READING PASSAGE Start Marker
Professor Ade Whitehouse
- Job title: Professor of Molecular Virology
- Email: A.Whitehouse@leeds.ac.uk
- Telephone: +44(0)113 343 7096
- Faculty: Biological Sciences
- School: Molecular and Cellular Biology
- Location: 6.44f Garstang
- Areas of expertise: Virology; RNA Biology, Epitransciptomics; Translational control, ncRNAs
- Website links: Google scholar | ORCID
Infection is a major cause of cancer worldwide. Viruses are associated with ~15% of human cancers, which approximates to about 2 million new cases every year in the world. Research in the Whitehouse laboratory aims to understand how viruses manipulate host cell pathways to replicate and cause cancer. We focus on studying the molecular biology of the two most recently discovered human tumour viruses, Kaposi’s sarcoma-associated herpesvirus and Merkel cell polyomavirus. We utilise a range of cutting-edge transcriptomic and quantitative proteomic approaches to globally identify how viral proteins affect the host cell environment. This helps to identify essential virus-host cell interactions which we can then target by novel antiviral strategies to inhibit virus replication and transformation.
Current major projects
- Role of RNA modifications in virus infection
- Virus-induced specialised ribosomes
- Virus manipulation of ncRNA regulatory networks
- Development of novel therapeutic strategies to inhibit virus replication
Detailed research programme
Virus manipulation of m6A methylation
N6-methyladenosine (m6A) is the most abundant internal modification of cellular mRNAs. This dynamic modification is functionally linked to all stages of mRNA metabolism and regulates a variety of biological processes. As such, dysregulation of this pathway is implicated in the development of a wide range of diseases. We have recently show that m6A methylation has a pro-viral role enhancing KSHV replication. Current research aims to determine why viral transcripts get m6A methylated and the role of differentially methylated cellular transcripts during infection.
Virus-induced specialised ribosomes
Ribosomes critical role in translating the genetic code, but were thought to have little influence on gene regulation. Evidence now reveals extensive variation between transcriptome expression and proteome levels, suggesting that cellular abundance of proteins may be controlled at a translational level. Aligned with this concept is emerging evidence of heterogeneity in ribosome composition leading to the formation of specialised ribosomes, which may have dedicated activities resulting in a substantial impact on how the genomic template is translated into functional proteins. We are examining how viruses may manipulate ribosome biogenesis to dictate how the host cell and viral genomic template is translated during infection.
Virus manipulation of host non-coding RNA regulatory networks
Non-coding RNAs (ncRNAs) constitute the majority of the human transcriptome. Emerging evidence suggests the existence of an unexpected interplay among ncRNA species. This intricate network of ncRNA:ncRNA interactions has the potential to modulate gene expression involved in multiple cellular pathways. As such, dysregulation of ncRNA regulatory networks may impact on the development and progression of a wide range of diseases. We are elucidating how ncRNA regulatory networks contribute to modulating gene expression, by determining how a virus manipulates the complex crosstalk between ncRNAs to regulate gene expression during infection. We are also exploring ncRNA regulatory networks as viable therapeutic targets to combat virus infection.
READING PASSAGE End Marker
RECORDS PROVIDED Start Marker
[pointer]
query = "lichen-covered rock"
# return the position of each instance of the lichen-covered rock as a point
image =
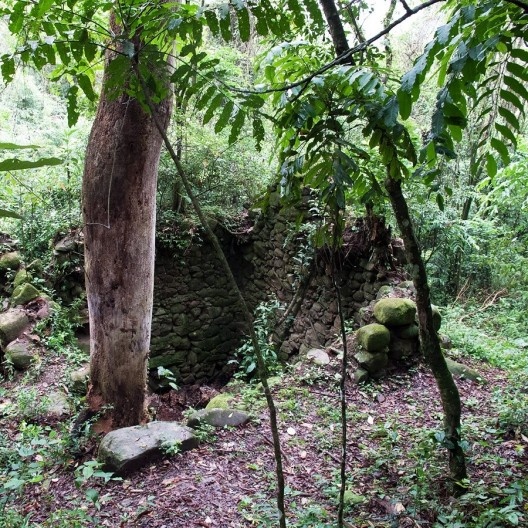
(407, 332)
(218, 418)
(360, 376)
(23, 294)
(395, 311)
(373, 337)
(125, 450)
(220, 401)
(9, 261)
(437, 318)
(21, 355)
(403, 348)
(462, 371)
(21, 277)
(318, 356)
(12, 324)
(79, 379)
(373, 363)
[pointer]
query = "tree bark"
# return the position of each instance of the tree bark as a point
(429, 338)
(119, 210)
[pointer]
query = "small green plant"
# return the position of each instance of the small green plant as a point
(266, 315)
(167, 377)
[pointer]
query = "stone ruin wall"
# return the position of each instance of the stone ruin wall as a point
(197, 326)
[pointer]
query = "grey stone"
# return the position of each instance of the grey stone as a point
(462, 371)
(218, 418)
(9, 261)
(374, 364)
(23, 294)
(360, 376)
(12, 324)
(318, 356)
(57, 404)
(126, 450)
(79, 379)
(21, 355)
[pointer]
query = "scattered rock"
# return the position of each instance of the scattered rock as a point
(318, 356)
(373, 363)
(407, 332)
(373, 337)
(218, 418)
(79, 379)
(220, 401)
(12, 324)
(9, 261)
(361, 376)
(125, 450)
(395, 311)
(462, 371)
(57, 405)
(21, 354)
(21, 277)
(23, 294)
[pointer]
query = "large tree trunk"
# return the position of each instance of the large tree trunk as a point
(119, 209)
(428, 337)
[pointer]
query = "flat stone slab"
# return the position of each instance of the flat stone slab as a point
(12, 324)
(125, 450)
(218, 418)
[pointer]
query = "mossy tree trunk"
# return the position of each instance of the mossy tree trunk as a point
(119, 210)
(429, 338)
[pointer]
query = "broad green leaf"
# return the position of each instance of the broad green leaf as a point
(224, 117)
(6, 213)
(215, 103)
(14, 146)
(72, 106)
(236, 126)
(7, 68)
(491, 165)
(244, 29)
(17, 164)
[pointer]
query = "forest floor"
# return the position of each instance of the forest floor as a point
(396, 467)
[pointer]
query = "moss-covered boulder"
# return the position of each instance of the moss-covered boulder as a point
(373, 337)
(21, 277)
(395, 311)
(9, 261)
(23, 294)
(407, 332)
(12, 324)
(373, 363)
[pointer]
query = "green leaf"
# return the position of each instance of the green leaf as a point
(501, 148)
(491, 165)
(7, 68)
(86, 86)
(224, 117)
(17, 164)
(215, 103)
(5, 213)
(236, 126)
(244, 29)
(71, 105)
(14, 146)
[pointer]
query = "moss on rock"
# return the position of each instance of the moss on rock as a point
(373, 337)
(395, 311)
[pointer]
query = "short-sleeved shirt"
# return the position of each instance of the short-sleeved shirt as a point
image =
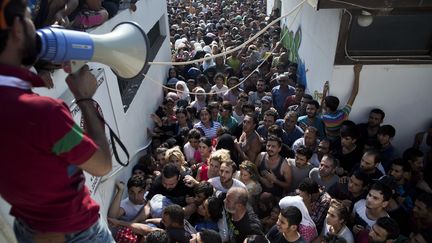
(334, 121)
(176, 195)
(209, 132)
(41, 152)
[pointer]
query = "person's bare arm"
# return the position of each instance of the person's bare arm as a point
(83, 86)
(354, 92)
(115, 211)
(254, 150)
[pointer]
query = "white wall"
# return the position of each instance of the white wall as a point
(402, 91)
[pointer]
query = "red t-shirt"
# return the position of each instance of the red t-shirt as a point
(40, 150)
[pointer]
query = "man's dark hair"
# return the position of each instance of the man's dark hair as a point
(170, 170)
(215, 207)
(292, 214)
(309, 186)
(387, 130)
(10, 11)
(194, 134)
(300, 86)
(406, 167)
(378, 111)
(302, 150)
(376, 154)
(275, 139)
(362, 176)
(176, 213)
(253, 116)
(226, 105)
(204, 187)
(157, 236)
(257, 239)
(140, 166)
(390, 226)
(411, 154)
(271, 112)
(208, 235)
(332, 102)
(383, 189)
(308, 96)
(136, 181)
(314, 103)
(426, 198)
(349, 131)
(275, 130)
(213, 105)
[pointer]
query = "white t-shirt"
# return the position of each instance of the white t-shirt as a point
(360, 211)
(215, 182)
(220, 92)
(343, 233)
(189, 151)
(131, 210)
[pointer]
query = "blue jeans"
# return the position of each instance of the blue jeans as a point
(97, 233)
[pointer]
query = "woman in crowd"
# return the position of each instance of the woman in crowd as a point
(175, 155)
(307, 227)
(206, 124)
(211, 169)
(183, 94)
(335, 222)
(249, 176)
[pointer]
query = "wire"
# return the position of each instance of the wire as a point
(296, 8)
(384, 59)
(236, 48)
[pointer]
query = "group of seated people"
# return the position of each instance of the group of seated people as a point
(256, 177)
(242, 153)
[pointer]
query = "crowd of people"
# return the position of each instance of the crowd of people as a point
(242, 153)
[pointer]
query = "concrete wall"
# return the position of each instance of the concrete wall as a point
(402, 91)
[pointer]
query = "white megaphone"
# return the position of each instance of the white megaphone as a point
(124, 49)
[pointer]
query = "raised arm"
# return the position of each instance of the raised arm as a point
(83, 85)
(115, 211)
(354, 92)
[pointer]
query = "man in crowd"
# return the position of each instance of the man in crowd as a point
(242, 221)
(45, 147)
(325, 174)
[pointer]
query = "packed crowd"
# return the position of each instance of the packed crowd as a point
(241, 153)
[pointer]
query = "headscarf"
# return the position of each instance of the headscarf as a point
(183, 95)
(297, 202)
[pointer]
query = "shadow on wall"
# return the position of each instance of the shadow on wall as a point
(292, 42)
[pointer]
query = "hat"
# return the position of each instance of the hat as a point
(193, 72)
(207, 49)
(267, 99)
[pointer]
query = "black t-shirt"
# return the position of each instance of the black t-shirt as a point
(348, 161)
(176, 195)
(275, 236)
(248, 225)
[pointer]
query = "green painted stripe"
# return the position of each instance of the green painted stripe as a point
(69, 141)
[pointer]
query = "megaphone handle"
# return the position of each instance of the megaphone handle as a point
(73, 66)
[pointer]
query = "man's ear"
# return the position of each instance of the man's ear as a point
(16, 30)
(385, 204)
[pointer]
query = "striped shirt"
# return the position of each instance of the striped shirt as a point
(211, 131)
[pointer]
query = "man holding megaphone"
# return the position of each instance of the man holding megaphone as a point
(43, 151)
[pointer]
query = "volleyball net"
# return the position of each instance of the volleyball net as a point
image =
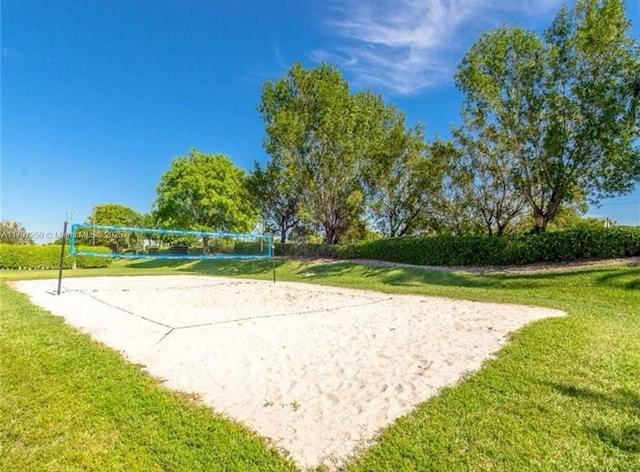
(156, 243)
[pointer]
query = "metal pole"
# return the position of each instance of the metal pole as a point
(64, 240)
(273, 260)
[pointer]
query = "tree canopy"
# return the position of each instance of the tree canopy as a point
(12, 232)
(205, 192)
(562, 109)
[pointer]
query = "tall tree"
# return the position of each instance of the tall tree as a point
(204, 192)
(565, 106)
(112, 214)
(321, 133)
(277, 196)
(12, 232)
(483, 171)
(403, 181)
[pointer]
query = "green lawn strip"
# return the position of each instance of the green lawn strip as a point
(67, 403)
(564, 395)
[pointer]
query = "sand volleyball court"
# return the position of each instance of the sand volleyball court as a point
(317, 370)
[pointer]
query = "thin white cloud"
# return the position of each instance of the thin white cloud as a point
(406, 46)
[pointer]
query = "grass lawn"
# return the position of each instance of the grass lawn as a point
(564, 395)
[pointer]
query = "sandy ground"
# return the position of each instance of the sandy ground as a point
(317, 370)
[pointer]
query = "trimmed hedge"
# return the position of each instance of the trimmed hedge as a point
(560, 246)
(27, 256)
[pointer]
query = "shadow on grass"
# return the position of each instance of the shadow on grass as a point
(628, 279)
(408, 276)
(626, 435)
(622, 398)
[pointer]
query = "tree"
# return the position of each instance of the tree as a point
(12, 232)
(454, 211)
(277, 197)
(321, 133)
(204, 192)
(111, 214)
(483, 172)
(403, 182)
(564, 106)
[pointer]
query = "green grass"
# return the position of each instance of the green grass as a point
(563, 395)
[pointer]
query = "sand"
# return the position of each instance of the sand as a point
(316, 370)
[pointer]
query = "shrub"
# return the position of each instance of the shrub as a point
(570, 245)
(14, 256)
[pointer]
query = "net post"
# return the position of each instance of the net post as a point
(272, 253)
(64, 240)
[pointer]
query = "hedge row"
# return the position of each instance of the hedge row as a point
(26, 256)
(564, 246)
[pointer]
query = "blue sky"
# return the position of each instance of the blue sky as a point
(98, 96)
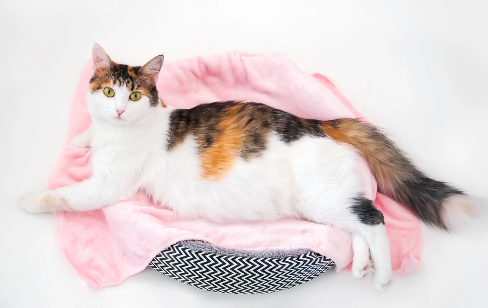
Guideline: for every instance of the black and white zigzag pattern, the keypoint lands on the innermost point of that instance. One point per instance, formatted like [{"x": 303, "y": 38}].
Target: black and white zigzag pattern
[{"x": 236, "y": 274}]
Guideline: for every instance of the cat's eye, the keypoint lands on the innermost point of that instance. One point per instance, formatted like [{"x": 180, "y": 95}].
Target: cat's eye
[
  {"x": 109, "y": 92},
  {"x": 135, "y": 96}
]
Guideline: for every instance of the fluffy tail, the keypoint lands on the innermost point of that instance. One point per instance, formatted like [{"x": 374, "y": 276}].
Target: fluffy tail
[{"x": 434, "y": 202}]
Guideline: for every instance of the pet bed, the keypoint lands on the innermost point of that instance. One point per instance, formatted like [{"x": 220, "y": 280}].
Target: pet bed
RECORDS PROVIDED End Marker
USING THE INFORMATION
[1] Edit the research profile from "Current major projects" up to and including "transcripts during infection.", replacing "KSHV" with "Kaposi's sarcoma-associated herpesvirus".
[2] Decide whether each statement agrees with the research profile. Answer yes or no, and quote the words that decide it.
(a) Viruses are associated with roughly 15% of human cancers.
(b) The laboratory focuses on the three most recently discovered human tumor viruses.
(c) Non-coding RNAs make up a minority of the human transcriptome.
The material is not required for any of these tasks.

ANSWERS BY ITEM
[1]
Current major projects
- Role of RNA modifications in virus infection
- Virus-induced specialised ribosomes
- Virus manipulation of ncRNA regulatory networks
- Development of novel therapeutic strategies to inhibit virus replication
Detailed research programme
Virus manipulation of m6A methylation
N6-methyladenosine (m6A) is the most abundant internal modification of cellular mRNAs. This dynamic modification is functionally linked to all stages of mRNA metabolism and regulates a variety of biological processes. As such, dysregulation of this pathway is implicated in the development of a wide range of diseases. We have recently show that m6A methylation has a pro-viral role enhancing Kaposi's sarcoma-associated herpesvirus replication. Current research aims to determine why viral transcripts get m6A methylated and the role of differentially methylated cellular transcripts during infection.

[2]
(a) Yes: "Viruses are associated with ~15% of human cancers"
(b) No: "the two most recently discovered human tumour viruses"
(c) No: "Non-coding RNAs (ncRNAs) constitute the majority of the human transcriptome."